▶ _DOCUMENTO_:
+ + + + + + +

Assim, era-lhes exigido:
a) o preenchimento de vários impressos/tipo fornecidos pela C. G. D., dos quais deveriam constar as identificações dos candidatos a mutuários e dos respectivos fiadores;
b) a apresentação do bilhete de identidade, bem como dos cartões de contribuinte e de empresário em nome individual;
c) a apresentação de documentos comprovativos dos rendimentos do proponente mutuário e dos fiadores indicados;
d) o preenchimento de um documento com a relação dos bens móveis e imóveis do proponente mutuário e do fiador; e
e) a aposição de assinaturas em todos os documentos por parte das próprias pessoas neles identificadas, as quais teriam de ser depois devidamente reconhecidas, sendo-o as dos mutuários no Notário, em confronto com o respectivo bilhete de identidade, ou no interior da própria C. G. D., em confronto com as existentes nas fichas de assinaturas ou de "modelo 9", correspondentes às contas de depósitos à ordem dos candidatos a tais empréstimos, e as dos fiadores presencialmente no Notário.
4.º Relativamente a tais empréstimos, e no que respeitava à agência da C. G. D. de Vila Franca do Campo, cumpria ao arguido BB, na qualidade de gerente da mesma, aprovar ou não a sua concessão, desde que individualmente não superiores àquele montante de 2.500.000$00, para o que teria de obter igualmente a anuência, com a aposição da respectiva assinatura, do respectivo subchefe administrativo da mesma agência, CC, ou então, conforme aconteceu durante algum tempo, antes de este último ter tomado posse no referido lugar, o próprio chefe de circunscrição ou director regional da C. G. D., DD.
5.º Após concessão de tal tipo de empréstimo, competia ao gerente da agência, o arguido BB, certificar-se da correcta aplicação do dinheiro para o fim para que fora pedido e do posterior controlo relativo ao correspondente reembolso à C. G. D.
6º O DD era gerente bancário e a AA responsável por um Instituto de Línguas
7º A AA propôs-se beneficiar da mencionada linha de crédito para o que angariava propostas para contratos de empréstimo para a aquisição de novilhos para recria.
8º O que fazia mediante a angariação de propostas com as assinaturas dos terceiros candidatos a mutuários e respectivos fiadores devidamente reconhecidas pelas formas acima mencionadas, levando de seguida tais propostas para aprovação ao arguido DD.
9º Logo que o DD ficava na posse da documentação necessária para instruir o processo de atribuição dos aludidos empréstimos, começava por preencher os impressos respectivos, que, geralmente se encontravam assinados em branco, abrindo desde logo “a zeros”, contas de depósito à ordem em nome das pessoas que figuravam como mutuários e reconhecia as assinaturas das mesmas nos contratos pela forma já descrita, ficando a constar, mediante a aposição de um carimbo, “ a assinatura confere com a da ficha mod. 9 arquivada neste cofre” .
10º Seguidamente, o arguido DD autorizava, nos termos já referidos, a concessão de tais empréstimos aos supostos proponentes, em cujas contas à ordem eram creditadas as importâncias mutuadas.
11º Nalguns casos, procedia ele próprio ao levantamento total ou parcial das importâncias depositadas e entregava-as a FF, HH ou II, que, de seguida, providenciavam pela sua entrega, directa ou através de transferências bancárias, à arguida AA.

+ + + + + + +

▶ _Alguns registos_:
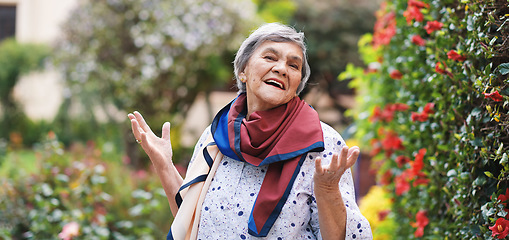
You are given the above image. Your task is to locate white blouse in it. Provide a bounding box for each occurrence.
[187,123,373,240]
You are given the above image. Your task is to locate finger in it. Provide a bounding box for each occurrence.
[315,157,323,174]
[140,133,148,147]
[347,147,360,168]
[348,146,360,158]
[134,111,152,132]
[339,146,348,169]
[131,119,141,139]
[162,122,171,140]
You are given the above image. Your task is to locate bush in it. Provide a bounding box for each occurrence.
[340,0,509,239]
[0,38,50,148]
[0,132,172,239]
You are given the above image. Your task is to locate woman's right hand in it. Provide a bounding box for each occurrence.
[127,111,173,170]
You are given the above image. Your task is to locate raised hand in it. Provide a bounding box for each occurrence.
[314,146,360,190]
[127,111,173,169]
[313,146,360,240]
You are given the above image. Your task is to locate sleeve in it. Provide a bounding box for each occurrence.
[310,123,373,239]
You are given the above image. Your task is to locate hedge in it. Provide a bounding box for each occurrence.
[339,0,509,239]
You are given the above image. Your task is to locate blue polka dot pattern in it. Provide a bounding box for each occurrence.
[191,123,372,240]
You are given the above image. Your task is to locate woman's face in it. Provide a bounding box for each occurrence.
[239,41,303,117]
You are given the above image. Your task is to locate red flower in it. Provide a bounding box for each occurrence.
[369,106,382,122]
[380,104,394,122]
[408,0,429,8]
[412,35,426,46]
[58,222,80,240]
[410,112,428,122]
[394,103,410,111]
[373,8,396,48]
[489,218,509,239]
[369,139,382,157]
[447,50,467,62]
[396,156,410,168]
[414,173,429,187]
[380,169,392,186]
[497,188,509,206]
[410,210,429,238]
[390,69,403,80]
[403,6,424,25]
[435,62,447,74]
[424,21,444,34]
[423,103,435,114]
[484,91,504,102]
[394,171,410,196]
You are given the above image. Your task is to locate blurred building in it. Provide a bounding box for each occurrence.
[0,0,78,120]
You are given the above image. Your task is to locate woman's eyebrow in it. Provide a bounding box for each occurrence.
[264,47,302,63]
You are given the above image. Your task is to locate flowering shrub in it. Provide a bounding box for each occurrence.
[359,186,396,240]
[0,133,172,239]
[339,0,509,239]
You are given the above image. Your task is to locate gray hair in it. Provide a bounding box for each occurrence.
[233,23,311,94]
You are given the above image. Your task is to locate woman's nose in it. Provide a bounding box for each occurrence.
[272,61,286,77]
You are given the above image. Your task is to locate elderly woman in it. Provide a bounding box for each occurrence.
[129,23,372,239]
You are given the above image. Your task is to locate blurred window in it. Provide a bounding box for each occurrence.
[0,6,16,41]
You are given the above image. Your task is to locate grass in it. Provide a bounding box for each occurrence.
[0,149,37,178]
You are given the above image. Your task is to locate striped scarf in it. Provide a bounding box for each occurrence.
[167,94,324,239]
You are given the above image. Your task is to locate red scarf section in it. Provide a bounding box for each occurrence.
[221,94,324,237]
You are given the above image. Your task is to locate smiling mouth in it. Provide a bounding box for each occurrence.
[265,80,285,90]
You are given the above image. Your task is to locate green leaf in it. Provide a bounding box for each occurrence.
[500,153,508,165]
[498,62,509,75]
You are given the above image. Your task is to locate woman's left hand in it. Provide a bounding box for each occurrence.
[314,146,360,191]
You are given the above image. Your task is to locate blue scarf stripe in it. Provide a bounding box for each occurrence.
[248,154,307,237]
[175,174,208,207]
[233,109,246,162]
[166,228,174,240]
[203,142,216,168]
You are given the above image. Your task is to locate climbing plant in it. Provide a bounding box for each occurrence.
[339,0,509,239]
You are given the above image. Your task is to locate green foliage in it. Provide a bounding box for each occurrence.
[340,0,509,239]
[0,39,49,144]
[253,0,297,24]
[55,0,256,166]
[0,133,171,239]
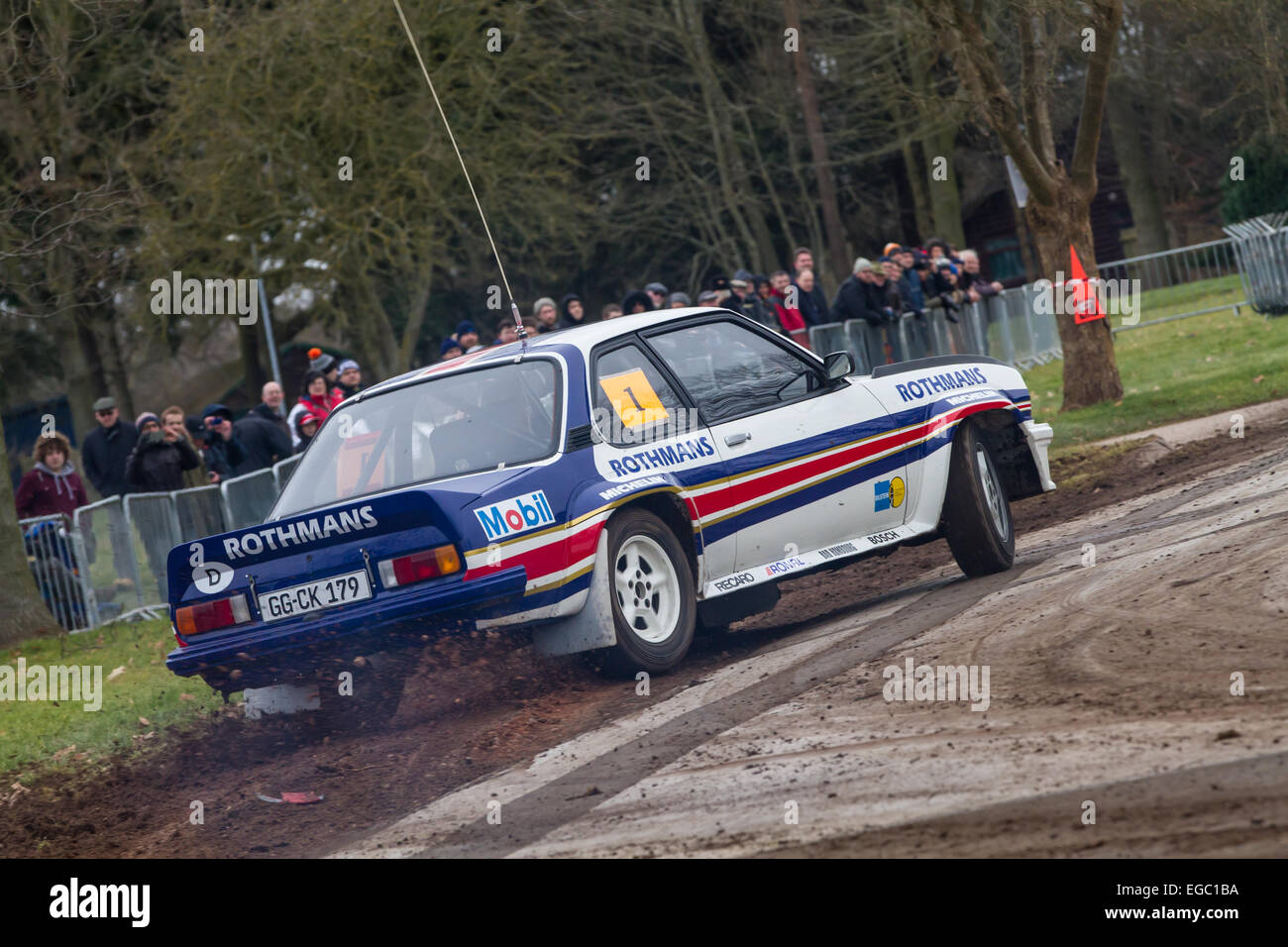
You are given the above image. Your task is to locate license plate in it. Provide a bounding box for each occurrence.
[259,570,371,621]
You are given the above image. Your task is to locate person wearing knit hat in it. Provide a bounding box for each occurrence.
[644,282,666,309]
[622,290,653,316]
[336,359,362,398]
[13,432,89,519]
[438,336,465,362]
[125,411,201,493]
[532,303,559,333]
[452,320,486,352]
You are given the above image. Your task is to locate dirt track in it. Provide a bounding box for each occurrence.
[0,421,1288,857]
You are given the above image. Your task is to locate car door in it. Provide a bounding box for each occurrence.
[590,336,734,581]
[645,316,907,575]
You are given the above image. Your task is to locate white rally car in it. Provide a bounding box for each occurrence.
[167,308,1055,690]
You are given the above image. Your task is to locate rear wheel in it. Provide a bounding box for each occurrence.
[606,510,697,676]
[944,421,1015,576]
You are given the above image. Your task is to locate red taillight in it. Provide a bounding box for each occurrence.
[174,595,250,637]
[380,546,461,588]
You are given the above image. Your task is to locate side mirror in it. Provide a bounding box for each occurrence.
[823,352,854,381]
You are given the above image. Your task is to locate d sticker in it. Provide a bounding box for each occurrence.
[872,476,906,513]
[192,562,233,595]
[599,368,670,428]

+ + + + + + +

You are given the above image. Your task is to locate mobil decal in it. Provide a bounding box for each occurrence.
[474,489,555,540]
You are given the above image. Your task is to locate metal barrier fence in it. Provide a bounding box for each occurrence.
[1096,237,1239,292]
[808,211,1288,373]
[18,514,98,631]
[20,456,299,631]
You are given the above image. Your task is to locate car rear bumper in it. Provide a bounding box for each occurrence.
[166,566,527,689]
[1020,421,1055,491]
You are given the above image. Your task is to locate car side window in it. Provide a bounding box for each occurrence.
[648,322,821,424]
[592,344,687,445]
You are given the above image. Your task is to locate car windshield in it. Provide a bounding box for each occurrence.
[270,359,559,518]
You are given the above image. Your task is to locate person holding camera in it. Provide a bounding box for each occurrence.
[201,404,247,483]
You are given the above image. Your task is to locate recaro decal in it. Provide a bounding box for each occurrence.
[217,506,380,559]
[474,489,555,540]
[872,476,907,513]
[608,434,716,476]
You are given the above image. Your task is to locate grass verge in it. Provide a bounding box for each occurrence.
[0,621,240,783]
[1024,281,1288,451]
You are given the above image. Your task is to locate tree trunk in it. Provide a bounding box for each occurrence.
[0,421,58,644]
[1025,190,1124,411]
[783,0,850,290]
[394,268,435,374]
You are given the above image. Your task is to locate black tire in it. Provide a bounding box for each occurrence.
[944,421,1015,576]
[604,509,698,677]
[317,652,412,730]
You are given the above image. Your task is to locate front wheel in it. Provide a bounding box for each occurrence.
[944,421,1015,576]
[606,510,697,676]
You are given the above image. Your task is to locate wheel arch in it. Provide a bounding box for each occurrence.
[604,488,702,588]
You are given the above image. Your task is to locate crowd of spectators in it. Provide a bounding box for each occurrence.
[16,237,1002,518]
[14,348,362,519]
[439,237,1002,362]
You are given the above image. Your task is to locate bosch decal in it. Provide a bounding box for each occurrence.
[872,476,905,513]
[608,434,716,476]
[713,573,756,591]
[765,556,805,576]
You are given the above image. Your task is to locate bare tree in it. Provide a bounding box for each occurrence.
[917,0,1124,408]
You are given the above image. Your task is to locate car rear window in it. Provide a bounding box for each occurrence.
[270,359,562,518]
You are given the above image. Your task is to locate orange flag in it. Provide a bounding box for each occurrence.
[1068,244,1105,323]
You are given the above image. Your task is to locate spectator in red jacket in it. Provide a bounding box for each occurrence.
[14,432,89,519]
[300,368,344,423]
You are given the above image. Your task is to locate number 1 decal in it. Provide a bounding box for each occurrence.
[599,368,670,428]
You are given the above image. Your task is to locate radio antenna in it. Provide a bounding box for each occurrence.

+ + + + + + +

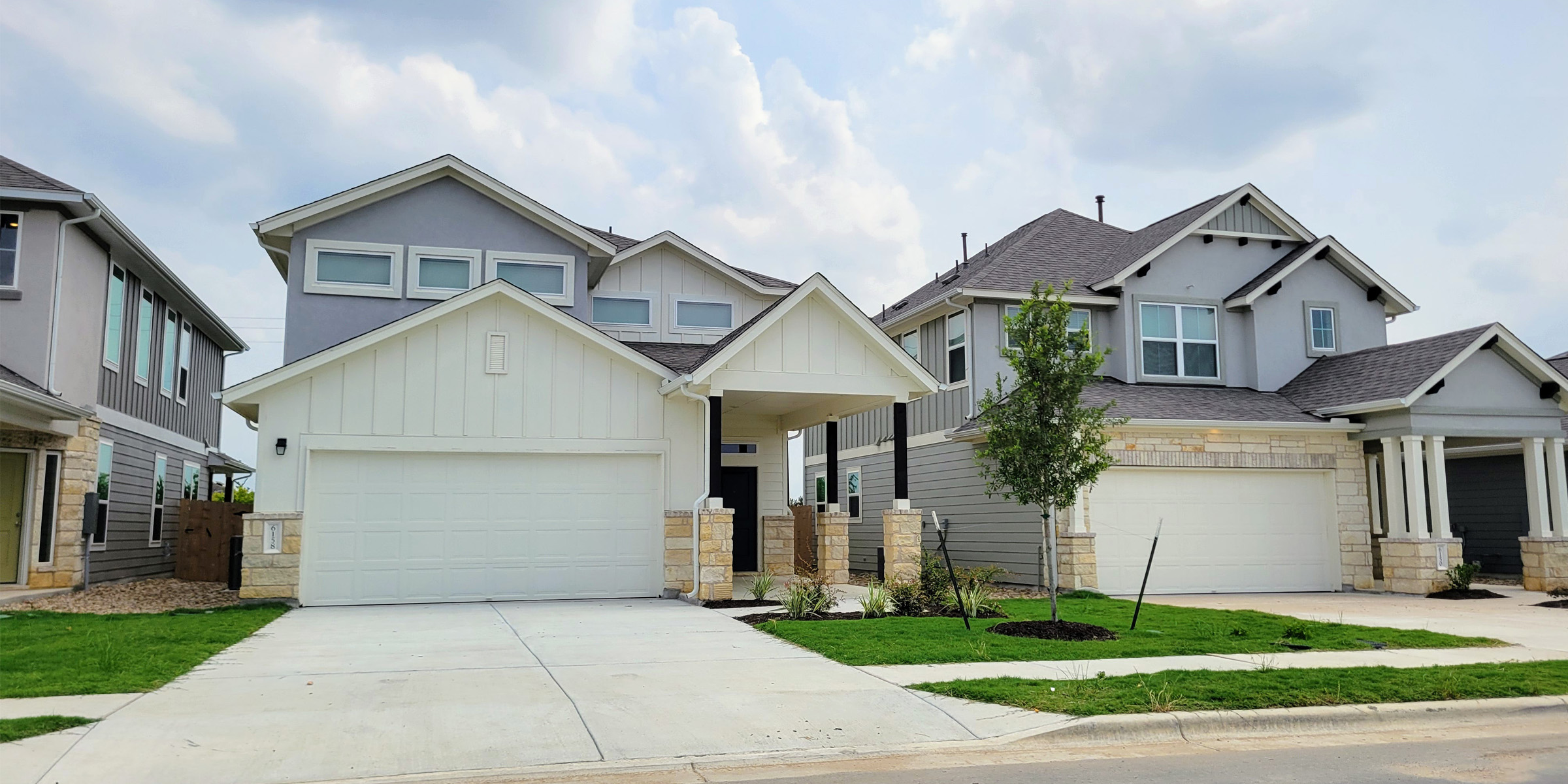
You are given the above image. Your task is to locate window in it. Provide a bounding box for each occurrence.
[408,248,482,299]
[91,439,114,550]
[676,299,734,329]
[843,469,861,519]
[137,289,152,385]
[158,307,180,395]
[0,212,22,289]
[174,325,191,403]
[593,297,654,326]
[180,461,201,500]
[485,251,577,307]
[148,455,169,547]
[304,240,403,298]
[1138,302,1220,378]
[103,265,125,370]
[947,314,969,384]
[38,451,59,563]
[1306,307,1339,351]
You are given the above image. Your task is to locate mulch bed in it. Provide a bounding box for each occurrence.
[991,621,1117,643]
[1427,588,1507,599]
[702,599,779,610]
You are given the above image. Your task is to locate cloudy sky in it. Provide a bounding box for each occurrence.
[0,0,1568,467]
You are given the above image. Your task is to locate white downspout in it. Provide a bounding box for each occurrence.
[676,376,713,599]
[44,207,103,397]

+ + + + + + +

▶ _TRABALHO A REALIZAR_:
1: Indique se cada uma das afirmações seguintes está de acordo com o documento, respondendo sim ou não e citando as palavras decisivas do mesmo: (a) Os empréstimos cuja concessão o gerente da agência podia aprovar não podiam ser, individualmente, superiores a 2.500.000$00. (b) A AA era responsável por um Instituto de Línguas. (c) As assinaturas dos fiadores podiam ser reconhecidas no interior da própria C. G. D.
2: Transcreva o trecho do documento que vai de "9º Logo que" a "as importâncias mutuadas.".

▶ _RESOLUÇÃO DOS EXERCÍCIOS_:
1:
(a) Sim: "desde que individualmente não superiores àquele montante de 2.500.000$00".
(b) Sim: "a AA responsável por um Instituto de Línguas".
(c) Não: "e as dos fiadores presencialmente no Notário".

2:
9º Logo que o DD ficava na posse da documentação necessária para instruir o processo de atribuição dos aludidos empréstimos, começava por preencher os impressos respectivos, que, geralmente se encontravam assinados em branco, abrindo desde logo “a zeros”, contas de depósito à ordem em nome das pessoas que figuravam como mutuários e reconhecia as assinaturas das mesmas nos contratos pela forma já descrita, ficando a constar, mediante a aposição de um carimbo, “ a assinatura confere com a da ficha mod. 9 arquivada neste cofre” .
10º Seguidamente, o arguido DD autorizava, nos termos já referidos, a concessão de tais empréstimos aos supostos proponentes, em cujas contas à ordem eram creditadas as importâncias mutuadas.